**DIRECTIVE:**
Rewrite the data from its start up to and including the line with "[193,92,200,102]", keeping the request lines and shifting every bounding-box coordinate in the answers up by 41.

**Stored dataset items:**
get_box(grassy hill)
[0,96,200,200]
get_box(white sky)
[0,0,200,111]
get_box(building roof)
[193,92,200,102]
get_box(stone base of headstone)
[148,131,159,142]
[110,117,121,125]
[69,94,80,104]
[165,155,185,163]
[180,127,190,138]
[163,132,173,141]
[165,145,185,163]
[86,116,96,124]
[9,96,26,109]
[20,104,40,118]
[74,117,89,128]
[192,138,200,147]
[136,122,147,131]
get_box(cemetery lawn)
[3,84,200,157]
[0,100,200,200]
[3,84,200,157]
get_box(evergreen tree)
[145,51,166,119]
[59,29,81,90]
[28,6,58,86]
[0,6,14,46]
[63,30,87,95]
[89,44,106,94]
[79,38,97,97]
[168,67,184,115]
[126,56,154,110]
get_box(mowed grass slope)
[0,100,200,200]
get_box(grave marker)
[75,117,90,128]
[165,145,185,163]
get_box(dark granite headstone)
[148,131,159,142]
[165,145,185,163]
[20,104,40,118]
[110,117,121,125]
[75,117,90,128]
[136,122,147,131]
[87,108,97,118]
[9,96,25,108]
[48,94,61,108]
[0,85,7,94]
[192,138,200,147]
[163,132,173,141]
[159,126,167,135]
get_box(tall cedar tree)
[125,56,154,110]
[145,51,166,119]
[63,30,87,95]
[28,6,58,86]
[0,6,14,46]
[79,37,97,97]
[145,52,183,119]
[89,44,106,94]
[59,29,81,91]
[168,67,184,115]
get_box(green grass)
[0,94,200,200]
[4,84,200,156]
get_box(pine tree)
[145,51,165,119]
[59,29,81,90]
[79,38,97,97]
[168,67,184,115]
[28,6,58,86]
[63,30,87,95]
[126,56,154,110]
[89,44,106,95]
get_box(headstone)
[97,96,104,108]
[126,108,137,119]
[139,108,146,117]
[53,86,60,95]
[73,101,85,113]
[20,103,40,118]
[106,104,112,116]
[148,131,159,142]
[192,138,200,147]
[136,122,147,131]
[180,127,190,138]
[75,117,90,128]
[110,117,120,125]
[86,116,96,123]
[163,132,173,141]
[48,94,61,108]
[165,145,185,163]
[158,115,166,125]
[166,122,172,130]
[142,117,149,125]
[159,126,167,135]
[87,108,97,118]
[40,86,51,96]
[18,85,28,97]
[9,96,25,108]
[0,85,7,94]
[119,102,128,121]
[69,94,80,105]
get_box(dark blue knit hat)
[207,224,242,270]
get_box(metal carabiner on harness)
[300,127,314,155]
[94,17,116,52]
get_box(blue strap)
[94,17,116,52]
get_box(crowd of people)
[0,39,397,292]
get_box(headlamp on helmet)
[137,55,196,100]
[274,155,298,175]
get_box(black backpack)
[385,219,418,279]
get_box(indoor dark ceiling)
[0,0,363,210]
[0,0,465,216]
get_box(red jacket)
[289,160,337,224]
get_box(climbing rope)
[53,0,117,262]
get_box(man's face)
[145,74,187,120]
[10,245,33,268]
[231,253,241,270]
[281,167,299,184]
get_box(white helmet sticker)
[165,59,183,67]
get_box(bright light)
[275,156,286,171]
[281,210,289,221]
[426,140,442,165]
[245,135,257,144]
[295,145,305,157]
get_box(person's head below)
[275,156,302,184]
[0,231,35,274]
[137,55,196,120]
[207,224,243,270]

**TASK SOLUTION:**
get_box(grassy hill)
[41,137,241,241]
get_box(white sky)
[41,41,241,152]
get_box(building roof)
[234,133,241,143]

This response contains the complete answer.